## ASSIGNMENT
In the records below, find every line that contains "counts" and list it.

── SUPPLIED INFORMATION

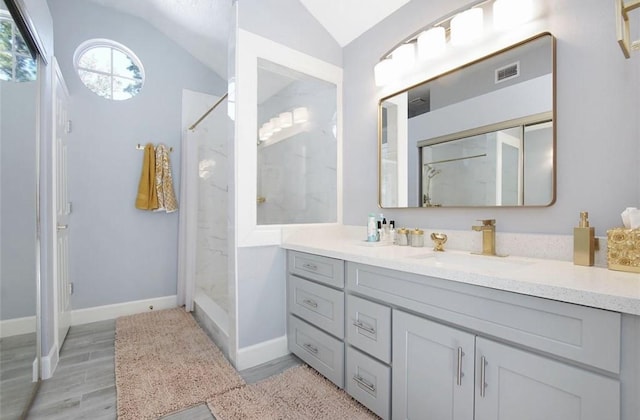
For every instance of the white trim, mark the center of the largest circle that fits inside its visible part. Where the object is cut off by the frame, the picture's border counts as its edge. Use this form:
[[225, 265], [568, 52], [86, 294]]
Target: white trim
[[50, 362], [261, 353], [17, 326], [250, 47], [107, 312]]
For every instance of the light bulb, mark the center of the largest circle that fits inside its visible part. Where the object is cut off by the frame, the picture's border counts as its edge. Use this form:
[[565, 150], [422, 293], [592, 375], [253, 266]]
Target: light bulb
[[431, 43], [466, 26]]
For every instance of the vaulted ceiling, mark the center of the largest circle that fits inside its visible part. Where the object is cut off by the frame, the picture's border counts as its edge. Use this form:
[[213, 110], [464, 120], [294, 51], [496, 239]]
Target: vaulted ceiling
[[201, 26]]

────

## EXERCISE OUTPUT
For every instance of the white trim, mark the center of the largest circle that fits inside its visible part. Where the object is cut off by the frame, the picture's border counts as its edge. Use this form:
For every instance of the light bulb, mark the center of the largest circle that fits inside its visible part. Where the object is cut off by the frame, the picture's border counts as its edge. Use this form:
For every instance of the vaulted ceiling, mark the center of the largest circle that fits inside its visible part. Where the object is cut off by the frame, the picture's border counts as its edge. Use this form:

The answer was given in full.